---------- Input rows ----------

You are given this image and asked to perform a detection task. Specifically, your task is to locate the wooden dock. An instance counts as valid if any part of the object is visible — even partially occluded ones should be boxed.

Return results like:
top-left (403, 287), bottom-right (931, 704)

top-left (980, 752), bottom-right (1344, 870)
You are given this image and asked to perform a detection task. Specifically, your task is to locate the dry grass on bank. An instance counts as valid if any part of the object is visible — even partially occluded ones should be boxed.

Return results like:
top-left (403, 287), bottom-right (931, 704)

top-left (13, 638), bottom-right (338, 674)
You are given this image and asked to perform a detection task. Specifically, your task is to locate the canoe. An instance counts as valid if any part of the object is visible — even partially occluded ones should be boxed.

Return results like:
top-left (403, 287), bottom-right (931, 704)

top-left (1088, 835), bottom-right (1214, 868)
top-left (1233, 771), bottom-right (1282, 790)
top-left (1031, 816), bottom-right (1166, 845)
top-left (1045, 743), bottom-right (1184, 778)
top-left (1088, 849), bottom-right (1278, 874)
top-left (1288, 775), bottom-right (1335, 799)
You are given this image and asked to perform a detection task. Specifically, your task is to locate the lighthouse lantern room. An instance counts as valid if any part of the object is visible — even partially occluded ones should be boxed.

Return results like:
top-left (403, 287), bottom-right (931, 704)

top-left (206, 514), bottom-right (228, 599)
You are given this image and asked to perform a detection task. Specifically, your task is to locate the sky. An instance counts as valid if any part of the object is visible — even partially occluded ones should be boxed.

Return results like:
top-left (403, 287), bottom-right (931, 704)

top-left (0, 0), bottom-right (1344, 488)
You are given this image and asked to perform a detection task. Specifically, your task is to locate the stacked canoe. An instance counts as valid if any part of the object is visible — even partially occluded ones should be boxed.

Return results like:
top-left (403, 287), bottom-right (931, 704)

----------

Write out the listing once more, matching it exactly.

Result —
You are given this image and asked to perform a detection task. Specifically, your task is to locate the wooden dock. An instance counts as valid if any part of the object is visible — even partially occluded ones should be boxed.

Return results like:
top-left (403, 287), bottom-right (931, 704)

top-left (980, 752), bottom-right (1344, 870)
You are given this image and asked to perform a detection task. Specifically, your task is to locate the dry grass on bank. An instance counts as valid if any part of the object is visible — even partially occluded ones should be boxed.

Return results like:
top-left (403, 287), bottom-right (931, 704)

top-left (13, 638), bottom-right (338, 674)
You are given this image and asked to perform a detection task. Specifically, your task is to locate the canoe. An instance counts as valid if any part of the object is visible — even partially occluded ones should be boxed.

Return results like:
top-left (403, 287), bottom-right (931, 704)

top-left (1088, 835), bottom-right (1214, 868)
top-left (1233, 771), bottom-right (1282, 790)
top-left (1031, 816), bottom-right (1166, 845)
top-left (1045, 743), bottom-right (1184, 778)
top-left (1088, 849), bottom-right (1278, 874)
top-left (1288, 775), bottom-right (1335, 799)
You are given this image and asked to perform a detection task. Specifically, your task is to locate the lighthouse lantern room. An instance counts as valid if any part of the object is visible — even partially occluded ones should be boxed.

Return results like:
top-left (403, 287), bottom-right (931, 704)

top-left (206, 514), bottom-right (228, 599)
You are given this image and asked to perform a detection task. Specifically, your task is to locate the sky. An instance counts as valid if any part of the object is visible — even partially occluded ones should be boxed.

Return results like:
top-left (403, 287), bottom-right (931, 704)

top-left (0, 0), bottom-right (1344, 488)
You are given this image and asked to perform a detection task. Specifically, your task is to locate the stacked canoe. An instance counts as valid if any part of the object is visible — even partially occluded ones should be boxed.

Return results like:
top-left (403, 287), bottom-right (931, 704)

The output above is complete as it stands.